== What the task asks ==
Present the material from the line with "Pinpoint green stripe on flag in the picture." up to and including the line with "181,220,212,322" as a Markdown table. Use the columns Row and Entry, give each line a number, and omit any blank lines.

───── Extracted entries ─────

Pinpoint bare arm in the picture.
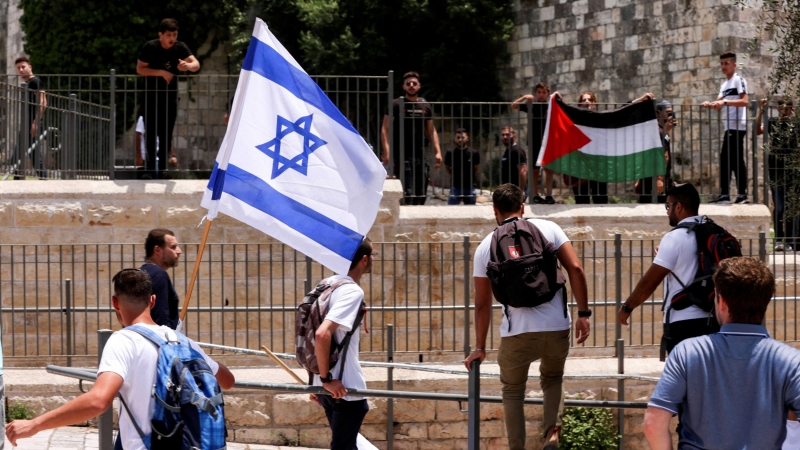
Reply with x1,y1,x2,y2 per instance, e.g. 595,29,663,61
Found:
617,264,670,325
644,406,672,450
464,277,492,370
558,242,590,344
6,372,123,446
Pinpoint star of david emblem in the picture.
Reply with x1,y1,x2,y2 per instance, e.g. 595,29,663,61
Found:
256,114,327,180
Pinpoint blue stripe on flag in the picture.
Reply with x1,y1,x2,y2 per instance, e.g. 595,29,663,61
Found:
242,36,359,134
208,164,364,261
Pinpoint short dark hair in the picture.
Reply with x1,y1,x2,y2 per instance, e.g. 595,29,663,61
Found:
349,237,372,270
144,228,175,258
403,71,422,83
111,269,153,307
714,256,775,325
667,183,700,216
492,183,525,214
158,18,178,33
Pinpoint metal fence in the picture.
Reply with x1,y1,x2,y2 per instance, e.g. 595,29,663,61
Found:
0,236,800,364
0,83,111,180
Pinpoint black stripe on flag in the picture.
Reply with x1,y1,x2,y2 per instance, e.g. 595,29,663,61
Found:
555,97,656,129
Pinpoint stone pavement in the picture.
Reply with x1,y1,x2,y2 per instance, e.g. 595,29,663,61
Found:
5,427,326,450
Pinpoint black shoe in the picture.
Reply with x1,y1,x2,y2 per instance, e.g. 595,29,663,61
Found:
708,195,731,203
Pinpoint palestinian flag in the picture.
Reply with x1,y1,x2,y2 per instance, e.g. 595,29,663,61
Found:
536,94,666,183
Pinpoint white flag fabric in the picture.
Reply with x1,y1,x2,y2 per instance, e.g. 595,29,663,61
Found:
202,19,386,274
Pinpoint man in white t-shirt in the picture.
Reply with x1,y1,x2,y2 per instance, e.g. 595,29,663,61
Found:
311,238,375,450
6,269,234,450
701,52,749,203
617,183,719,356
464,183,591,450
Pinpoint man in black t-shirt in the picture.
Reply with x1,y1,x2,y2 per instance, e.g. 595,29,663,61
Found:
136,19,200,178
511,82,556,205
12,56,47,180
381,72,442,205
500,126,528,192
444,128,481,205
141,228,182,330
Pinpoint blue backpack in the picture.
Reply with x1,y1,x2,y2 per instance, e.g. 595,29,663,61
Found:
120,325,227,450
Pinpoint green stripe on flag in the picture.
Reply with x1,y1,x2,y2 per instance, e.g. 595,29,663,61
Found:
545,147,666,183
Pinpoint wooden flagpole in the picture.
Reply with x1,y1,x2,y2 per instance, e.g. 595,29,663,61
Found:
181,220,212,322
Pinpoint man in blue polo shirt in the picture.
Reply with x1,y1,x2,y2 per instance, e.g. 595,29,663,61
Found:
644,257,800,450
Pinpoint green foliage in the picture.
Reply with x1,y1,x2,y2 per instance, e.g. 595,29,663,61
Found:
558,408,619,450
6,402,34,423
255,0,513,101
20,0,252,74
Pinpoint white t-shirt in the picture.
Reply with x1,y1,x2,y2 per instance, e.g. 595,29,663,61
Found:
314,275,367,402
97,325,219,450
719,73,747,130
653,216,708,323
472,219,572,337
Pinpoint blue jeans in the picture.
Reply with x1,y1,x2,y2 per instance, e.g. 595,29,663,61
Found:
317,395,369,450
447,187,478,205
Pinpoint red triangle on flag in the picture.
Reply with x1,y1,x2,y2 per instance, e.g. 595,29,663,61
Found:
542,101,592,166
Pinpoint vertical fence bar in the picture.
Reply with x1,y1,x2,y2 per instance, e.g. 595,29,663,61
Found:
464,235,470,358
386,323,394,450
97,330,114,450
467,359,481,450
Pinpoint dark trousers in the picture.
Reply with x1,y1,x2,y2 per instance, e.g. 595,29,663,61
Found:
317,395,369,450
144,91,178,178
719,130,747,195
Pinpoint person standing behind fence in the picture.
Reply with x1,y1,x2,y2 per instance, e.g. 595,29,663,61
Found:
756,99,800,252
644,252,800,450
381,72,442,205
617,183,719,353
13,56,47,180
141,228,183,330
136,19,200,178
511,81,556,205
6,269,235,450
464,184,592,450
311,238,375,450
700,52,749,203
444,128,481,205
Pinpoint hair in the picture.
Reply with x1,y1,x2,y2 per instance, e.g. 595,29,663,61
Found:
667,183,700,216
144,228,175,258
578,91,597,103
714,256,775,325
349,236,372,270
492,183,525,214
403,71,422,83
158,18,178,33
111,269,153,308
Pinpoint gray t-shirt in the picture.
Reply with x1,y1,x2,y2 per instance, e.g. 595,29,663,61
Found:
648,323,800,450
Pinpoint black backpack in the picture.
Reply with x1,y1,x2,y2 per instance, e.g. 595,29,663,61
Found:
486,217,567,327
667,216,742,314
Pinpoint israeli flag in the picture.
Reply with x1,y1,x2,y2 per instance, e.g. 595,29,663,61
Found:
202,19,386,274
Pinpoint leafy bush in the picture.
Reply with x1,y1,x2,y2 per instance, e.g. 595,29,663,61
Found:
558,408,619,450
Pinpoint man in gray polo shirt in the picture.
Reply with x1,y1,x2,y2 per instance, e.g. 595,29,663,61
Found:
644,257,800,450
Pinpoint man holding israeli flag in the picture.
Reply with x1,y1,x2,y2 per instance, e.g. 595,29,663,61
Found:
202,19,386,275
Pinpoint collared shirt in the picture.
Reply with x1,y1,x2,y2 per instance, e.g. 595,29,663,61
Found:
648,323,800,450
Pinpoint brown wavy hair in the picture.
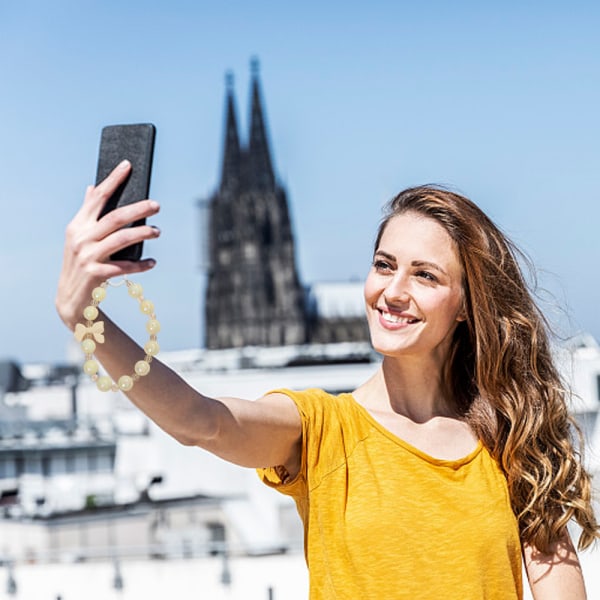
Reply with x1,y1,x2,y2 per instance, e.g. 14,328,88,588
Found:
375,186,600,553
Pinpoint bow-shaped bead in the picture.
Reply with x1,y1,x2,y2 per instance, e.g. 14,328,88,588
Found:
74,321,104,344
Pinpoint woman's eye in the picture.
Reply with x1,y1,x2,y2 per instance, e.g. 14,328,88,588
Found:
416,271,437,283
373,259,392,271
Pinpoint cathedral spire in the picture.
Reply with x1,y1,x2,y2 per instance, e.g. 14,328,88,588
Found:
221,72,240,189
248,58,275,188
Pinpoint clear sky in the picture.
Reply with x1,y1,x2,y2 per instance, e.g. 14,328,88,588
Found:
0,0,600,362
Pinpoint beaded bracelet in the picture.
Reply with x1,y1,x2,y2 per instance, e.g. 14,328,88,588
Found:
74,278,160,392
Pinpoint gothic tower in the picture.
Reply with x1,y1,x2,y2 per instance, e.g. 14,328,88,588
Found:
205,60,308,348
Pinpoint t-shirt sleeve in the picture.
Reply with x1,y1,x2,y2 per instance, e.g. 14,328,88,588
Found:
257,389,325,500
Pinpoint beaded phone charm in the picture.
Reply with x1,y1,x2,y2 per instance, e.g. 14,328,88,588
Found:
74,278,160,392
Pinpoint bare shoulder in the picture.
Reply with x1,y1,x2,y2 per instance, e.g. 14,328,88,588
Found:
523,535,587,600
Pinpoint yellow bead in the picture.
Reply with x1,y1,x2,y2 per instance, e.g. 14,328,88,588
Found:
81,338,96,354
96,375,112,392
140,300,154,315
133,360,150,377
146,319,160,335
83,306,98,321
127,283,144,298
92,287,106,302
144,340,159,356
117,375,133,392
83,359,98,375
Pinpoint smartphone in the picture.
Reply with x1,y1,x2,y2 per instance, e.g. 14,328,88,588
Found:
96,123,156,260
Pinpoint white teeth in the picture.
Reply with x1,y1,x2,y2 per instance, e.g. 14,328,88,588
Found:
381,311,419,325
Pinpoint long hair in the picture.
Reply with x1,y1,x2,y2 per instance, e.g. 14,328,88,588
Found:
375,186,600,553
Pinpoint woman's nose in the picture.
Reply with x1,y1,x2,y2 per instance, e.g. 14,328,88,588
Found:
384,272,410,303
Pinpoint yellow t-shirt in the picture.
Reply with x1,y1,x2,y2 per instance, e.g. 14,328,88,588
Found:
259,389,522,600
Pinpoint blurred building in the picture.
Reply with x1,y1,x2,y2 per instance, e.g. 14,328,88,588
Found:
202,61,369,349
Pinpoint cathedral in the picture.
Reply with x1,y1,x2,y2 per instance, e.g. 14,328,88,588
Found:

─────

== Exercise answer ==
| Row | Entry |
|---|---|
| 1 | Pinpoint green stripe on flag in the picture. |
| 2 | Reply with x1,y1,x2,y2 per instance, e.g. 595,29,663,61 |
| 3 | Found: |
| 4 | 545,147,666,183 |
| 5 | Pinpoint wooden flagpole in the picture. |
| 6 | Reply with x1,y1,x2,y2 per instance, e.g. 595,29,663,61 |
| 7 | Found: |
| 8 | 181,220,212,322 |